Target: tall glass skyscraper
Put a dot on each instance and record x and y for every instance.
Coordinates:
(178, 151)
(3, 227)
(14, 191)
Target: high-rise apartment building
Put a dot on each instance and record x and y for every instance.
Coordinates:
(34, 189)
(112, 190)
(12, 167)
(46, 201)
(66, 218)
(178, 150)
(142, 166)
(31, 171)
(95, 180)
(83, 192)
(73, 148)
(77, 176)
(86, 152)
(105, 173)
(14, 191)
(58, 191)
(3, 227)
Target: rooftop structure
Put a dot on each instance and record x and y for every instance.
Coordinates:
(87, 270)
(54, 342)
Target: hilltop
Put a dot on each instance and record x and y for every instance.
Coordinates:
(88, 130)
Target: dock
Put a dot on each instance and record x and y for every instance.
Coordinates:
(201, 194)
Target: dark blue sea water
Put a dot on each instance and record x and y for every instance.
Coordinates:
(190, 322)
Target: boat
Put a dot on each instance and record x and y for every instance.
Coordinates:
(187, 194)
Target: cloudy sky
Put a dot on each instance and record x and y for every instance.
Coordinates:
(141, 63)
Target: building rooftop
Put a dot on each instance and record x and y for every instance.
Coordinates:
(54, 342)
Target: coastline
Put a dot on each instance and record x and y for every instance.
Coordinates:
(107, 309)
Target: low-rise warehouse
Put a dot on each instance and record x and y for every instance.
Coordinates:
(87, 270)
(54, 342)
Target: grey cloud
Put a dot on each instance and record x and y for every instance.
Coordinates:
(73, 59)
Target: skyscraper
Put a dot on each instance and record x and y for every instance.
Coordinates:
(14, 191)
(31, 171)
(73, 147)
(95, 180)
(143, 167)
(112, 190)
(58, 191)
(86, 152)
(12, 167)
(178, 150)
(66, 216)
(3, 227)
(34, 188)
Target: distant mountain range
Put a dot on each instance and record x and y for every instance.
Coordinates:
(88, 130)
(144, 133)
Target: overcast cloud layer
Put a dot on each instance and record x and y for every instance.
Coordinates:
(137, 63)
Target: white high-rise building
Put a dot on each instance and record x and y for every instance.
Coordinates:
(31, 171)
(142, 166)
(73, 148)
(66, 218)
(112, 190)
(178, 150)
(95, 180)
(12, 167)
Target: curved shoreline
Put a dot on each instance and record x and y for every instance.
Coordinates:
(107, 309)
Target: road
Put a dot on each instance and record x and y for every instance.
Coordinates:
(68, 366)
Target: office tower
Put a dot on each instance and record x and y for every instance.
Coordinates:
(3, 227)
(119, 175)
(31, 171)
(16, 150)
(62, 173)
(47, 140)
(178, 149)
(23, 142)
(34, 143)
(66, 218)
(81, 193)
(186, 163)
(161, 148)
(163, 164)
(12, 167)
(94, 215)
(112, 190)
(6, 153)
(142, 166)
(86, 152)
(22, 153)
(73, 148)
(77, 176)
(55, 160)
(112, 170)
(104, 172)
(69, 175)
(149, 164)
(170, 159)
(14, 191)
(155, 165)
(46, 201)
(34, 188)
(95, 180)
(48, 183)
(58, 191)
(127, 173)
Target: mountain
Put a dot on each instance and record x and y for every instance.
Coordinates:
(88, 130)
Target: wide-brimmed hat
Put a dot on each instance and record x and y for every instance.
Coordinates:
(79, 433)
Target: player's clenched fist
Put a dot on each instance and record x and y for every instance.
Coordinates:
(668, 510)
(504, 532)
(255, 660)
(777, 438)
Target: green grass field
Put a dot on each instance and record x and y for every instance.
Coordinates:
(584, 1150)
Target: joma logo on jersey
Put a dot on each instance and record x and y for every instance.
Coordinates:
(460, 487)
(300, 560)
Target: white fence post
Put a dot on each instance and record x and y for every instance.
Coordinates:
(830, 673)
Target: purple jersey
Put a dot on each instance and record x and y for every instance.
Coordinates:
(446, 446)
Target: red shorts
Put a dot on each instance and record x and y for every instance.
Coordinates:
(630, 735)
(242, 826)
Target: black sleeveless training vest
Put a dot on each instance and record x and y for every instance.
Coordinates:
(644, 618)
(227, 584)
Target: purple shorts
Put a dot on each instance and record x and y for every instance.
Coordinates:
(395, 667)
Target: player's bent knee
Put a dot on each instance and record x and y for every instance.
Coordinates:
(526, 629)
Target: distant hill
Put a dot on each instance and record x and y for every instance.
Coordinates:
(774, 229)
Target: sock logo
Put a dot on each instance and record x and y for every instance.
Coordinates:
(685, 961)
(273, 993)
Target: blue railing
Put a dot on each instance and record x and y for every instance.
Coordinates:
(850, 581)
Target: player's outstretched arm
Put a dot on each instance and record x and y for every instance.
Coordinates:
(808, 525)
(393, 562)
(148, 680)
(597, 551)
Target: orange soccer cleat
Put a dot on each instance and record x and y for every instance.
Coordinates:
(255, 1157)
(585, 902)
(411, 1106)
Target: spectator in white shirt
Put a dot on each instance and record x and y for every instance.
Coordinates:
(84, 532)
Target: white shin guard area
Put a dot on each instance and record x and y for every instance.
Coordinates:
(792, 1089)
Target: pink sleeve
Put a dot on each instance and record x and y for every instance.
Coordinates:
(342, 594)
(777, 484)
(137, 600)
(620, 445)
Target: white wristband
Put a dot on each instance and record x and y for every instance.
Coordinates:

········

Go through the records above and copy each line exactly.

Target: tall glass skyscraper
Put a dot on each instance and record x and y for every instance.
Coordinates:
(178, 151)
(3, 227)
(14, 191)
Target: high-rise apartment building
Put a dot on each instance and record x and y for every instance.
Coordinates:
(34, 189)
(112, 190)
(12, 167)
(46, 201)
(66, 218)
(178, 150)
(142, 166)
(31, 171)
(95, 180)
(83, 192)
(73, 148)
(77, 176)
(86, 152)
(105, 173)
(14, 191)
(58, 191)
(3, 227)
Target: rooftop structure
Put a dot on each instance and record x and y for every instance.
Coordinates:
(87, 270)
(54, 342)
Target: hilltop
Put a dot on each instance and record x and y for every instance.
Coordinates:
(88, 130)
Target: dock
Put a dot on each instance and record x and y for every instance.
Coordinates:
(201, 194)
Target: dark blue sea water
Put a dot on each instance and record x and y for every instance.
Coordinates:
(190, 322)
Target: boat
Put a dot on each instance and record x and y for every instance.
Coordinates:
(187, 194)
Target: cloudy sky
Put a dot on each instance and record x and y for every instance.
Coordinates:
(141, 63)
Target: building rooftop
Put a dot on each instance and record x and y for every instance.
Coordinates:
(54, 342)
Target: coastline
Put a dot on each instance and record x and y for every instance.
Coordinates:
(107, 309)
Target: low-rise warehouse
Put a dot on each instance and record x and y for every instance.
Coordinates:
(87, 270)
(54, 342)
Target: grey cloud
Put a dot on each instance and record x and y for every instance.
Coordinates:
(73, 59)
Target: skyscraper
Put a dot on each instance and record x and y for every instance.
Coordinates:
(14, 191)
(31, 171)
(73, 147)
(95, 180)
(143, 167)
(112, 190)
(58, 191)
(86, 152)
(12, 167)
(178, 150)
(66, 216)
(3, 227)
(34, 188)
Target: distant mountain range
Put a dot on each instance and record x and y for every instance.
Coordinates:
(88, 130)
(144, 133)
Target: overcast cloud layer
Put a dot on each instance and record x and y for every instance.
Coordinates:
(137, 63)
Target: white high-rise building
Put a dot on each instance and record x and y for every instance.
Coordinates:
(31, 171)
(142, 166)
(73, 148)
(66, 218)
(112, 190)
(178, 150)
(95, 180)
(12, 167)
Target: curved shoreline
Put a dot on each instance and record x and y for every instance.
Coordinates:
(107, 309)
Target: road
Put a dot on each instance and record x and y for every instance.
Coordinates:
(68, 366)
Target: office tower
Put a dot on each instance and record x and y for every instance.
Coordinates:
(3, 227)
(119, 175)
(31, 171)
(16, 150)
(62, 173)
(47, 140)
(178, 149)
(23, 142)
(34, 143)
(66, 218)
(81, 193)
(186, 163)
(161, 148)
(163, 164)
(12, 167)
(94, 215)
(112, 190)
(6, 153)
(142, 166)
(86, 152)
(22, 153)
(73, 148)
(77, 176)
(55, 160)
(112, 170)
(104, 172)
(69, 175)
(149, 164)
(170, 159)
(14, 191)
(155, 165)
(46, 201)
(34, 188)
(95, 180)
(48, 183)
(58, 191)
(127, 173)
Target: mountain
Put a dot on each instance and record x and y for every instance.
Coordinates:
(88, 130)
Target: wide-brimmed hat
Put a dot on each instance and record x and y for every instance.
Coordinates:
(79, 433)
Target: player's clenched fist
Put a dot on each instance and record x and y for every instance.
Coordinates:
(668, 510)
(504, 532)
(255, 660)
(777, 438)
Target: green grass field
Put a dot on each instance and record x and y for every instance.
Coordinates:
(584, 1150)
Target: joma logo on jersey
Put a dot on each instance and record x and y for every instance.
Coordinates:
(460, 487)
(300, 560)
Target: white fence post
Put a dot on each instance and record x and y for every instance.
Coordinates:
(830, 673)
Target: purple jersey
Put a dot on each instance and record x and y for every instance.
Coordinates:
(446, 446)
Target: red shorts
Put a dot on each instance and record x and y for every instance.
Coordinates:
(630, 735)
(242, 826)
Target: black sleeveless training vest
Put a dot on each instance and record x and y for every instance.
Coordinates:
(644, 618)
(227, 584)
Target: purple shorts
Put a dot on each instance and record x and y for every instance.
Coordinates:
(395, 667)
Target: player's bent knee
Put a dot on each instance and record x and y for every instance.
Coordinates:
(526, 629)
Target: distant hill
Put a dot on each instance and record x and y for every instance.
Coordinates:
(774, 229)
Target: sock logo
Put a dot on each instance and record x and y for every instance.
Coordinates:
(685, 961)
(273, 993)
Target: blue railing
Put a dot on each instance and record x and y for every instance.
Coordinates:
(850, 581)
Target: player's outstretched arm
Put a dot on each instance and record x and y for every instance.
Coordinates:
(808, 525)
(393, 562)
(148, 680)
(597, 551)
Target: orange soccer cleat
Put a dot on each instance and record x and y for every instance.
Coordinates:
(255, 1157)
(585, 902)
(411, 1106)
Target: spectator in white shirt
Put a dot on each instance and record x and y for every instance.
Coordinates:
(84, 532)
Target: white shin guard area
Put a dot on each instance and record x and y for every instance.
Coordinates:
(792, 1089)
Target: pink sleeve
Put a dot on each instance and record x and y for every instance.
Coordinates:
(342, 594)
(777, 484)
(137, 600)
(620, 445)
Target: white wristband
Put a dot on each instance and record x and y for every instance.
Coordinates:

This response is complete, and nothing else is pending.